下に示す、子供の頃に好きだった面白い大人たちを回想する文章を、最後の文の後から書き継いでください。

─── 提供された抜粋

そんなおじさんとは対照的で、子供から見ても羽振りがあまり良くない大人もいた。
何もくれなくてもめちゃくちゃおもしろいおじさんやおばさんは、大好きだった。


子供は自分の成長と共に、大人から吹き込まれたりした噂などでその人の色々なことが分かるようになっていく。
その人があまり褒められたような大人ではない事が分かっても不思議と嫌いにはならなかった。



考えてみると人として立派とか名誉や肩書は子供にとってはあまり関係ない。
とにかく人間としての面白さが重要だった。
人間の外側を覆う部分なんて子供にはあまり関係ないのだ。


じゃりン子チエ(31) (双葉文庫)

なつかしの愛すべきおとなたち。




親戚にいつも馬鹿なことを言っているおじさんがいた。


年頃になり声変りが始まったような従兄弟の男の子をつかまえて言う。


「そういえばおまえ、あそこに毛は生えてきたか?」
「1本か?何本だ?」

現代ならセクハラで抗議されるようなことを平気で言う。


1本目の毛が生えたら市役所に報告義務があるんだぞ。
申請すればお祝い金が5000円振り込まれるから忘れるな。
ここにいる大人はみんなやってる。


そんなどうしようもないことを毎回言って嫌がられていた。
そして周りはみんな笑っている。
鉄板ネタのえじきになった子もニヤニヤしながら聞いている。
半信半疑ながらほんとかな~と、どこかで思ったりする。


親戚の集まりがあると、おじさんが次はどんなくだらないことを言い出すかを心のどこかで期待したものだった。




その人が参加するとみんな否が応でも笑ってしまう。
不謹慎だが例えば葬式でも、そんな大人がいるとその場は子供にとって一気に面白いイベントに変わるのだ。

子供を笑わせその場を和ませる。
考えてみるとすごい才能だと今なら分かる。

きちんと挨拶しなさいだの、勉強は何位なんだと聞かれるよりはずっと意味があることだろう。
なんて面白い人なんだと思われるような大人になりたいと最近は特に思う。

──────
─── 確認用データ

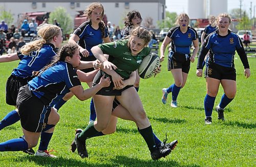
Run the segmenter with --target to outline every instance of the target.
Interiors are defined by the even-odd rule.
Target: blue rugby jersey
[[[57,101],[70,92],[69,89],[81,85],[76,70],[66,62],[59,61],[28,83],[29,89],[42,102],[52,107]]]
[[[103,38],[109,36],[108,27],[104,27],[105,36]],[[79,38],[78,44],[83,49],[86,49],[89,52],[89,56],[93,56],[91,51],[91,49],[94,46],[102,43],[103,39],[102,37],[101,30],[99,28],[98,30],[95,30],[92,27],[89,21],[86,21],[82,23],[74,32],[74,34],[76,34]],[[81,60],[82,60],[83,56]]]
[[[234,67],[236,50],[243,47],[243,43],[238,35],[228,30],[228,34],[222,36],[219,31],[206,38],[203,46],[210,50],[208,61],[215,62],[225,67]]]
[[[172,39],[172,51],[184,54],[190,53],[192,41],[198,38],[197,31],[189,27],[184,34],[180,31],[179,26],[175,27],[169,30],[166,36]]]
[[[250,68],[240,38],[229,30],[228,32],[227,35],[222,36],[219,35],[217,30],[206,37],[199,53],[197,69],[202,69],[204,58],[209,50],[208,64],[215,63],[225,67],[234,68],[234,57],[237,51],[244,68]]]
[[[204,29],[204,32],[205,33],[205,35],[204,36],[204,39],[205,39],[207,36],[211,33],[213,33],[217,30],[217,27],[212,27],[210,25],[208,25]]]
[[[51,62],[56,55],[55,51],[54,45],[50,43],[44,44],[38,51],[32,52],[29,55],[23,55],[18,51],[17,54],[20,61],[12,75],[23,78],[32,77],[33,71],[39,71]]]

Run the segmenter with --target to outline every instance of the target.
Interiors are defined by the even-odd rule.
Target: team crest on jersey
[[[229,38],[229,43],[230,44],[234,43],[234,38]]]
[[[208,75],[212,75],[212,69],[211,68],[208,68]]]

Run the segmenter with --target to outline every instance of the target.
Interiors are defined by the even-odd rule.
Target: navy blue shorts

──────
─── 確認用データ

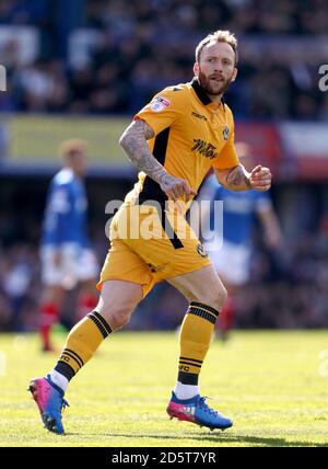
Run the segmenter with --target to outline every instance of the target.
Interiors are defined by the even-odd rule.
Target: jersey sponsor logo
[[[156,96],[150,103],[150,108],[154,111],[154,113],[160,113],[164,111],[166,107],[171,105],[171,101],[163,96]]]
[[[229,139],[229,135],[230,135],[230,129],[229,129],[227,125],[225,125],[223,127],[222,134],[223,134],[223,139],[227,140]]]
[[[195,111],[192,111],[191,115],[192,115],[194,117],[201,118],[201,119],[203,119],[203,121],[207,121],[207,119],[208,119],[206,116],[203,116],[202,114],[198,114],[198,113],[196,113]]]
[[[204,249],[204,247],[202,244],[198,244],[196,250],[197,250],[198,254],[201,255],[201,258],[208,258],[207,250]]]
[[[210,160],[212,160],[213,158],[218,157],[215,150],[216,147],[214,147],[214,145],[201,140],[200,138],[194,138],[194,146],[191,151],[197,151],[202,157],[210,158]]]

──────

■ 回答
大好きなウマおじさん。


忘れられない大人がいる。



親戚に農家のおじさんがいた。
いまはあまり見ないが苗字が書かれたトラックに乗っていて、一年中どろどろに土の付いた作業服を着ていた。

日焼けした真っ黒な顔はよく言えば舘ひろしに似ていた。

でも、ものすごく顔が長くて歯が真白なおじさんの事をわたしのなかではこっそり
ウマおじさんというあだ名で呼んでいた。そしてそのあだ名はぴったりだと母にも言われていた。

真面目で働き者のおじさんはあまり喋る人ではなかった。
それでもゆっくりと優しい口調で話すときは惚れ惚れするほどいい声だった。
一度誰かの結婚式で演歌を歌っていたがぜったい歌手になれたとみんなに言われていた。




私は20歳過ぎてから両親が離婚し、突然田舎に帰ることになり母と弟と実家を出て違う町で暮らしはじめた。

実家を出る時は、夜逃げ同然でウマおじさんのトラックで隣町に引越しをした。

以前暮らした実家には、時々ウマおじさんが遊びに来て父と仲良く話すこともあった。
静かで穏やかなおじさんのことは父も好きだったし、3人いる子供が全員息子だったおじさんは私をとても可愛がってくれた。
農家が暇な時期に夫婦で遊びに来て一日中過ごしご飯を食べて帰っていく。

「大事にしないなら娘をトラックに乗せてこのまま貰っていくぞ」
こんなことをよく父に言っていた。

おじさんがある日、母と暮らすアパートに急に訪ねてきた。
野菜を届けてくれてちょうど帰るところだったようだった。
仕事から帰った私が車を停めると駐車場で母と立ち話をしていた。

数年ぶりに会ったウマおじさんはやけに痩せていて以前にも増して馬に似ていた。
いつも通りの畑から直行した土のついた服を着ていた。
顔がはっきり見えないくらい薄暗くなった駐車場。
話す声はやはり惚れ惚れするほどいい声でその日はいつになくおしゃべりだった。

「こんどゆっくりうちに遊びに来い。待ってるから絶対だぞ。」



その日から一ヶ月も経たずにウマおじさんが入院したという知らせを聞いた。

末期の胃がんで病院に行った時はすでに余命いくばくもない状態だった。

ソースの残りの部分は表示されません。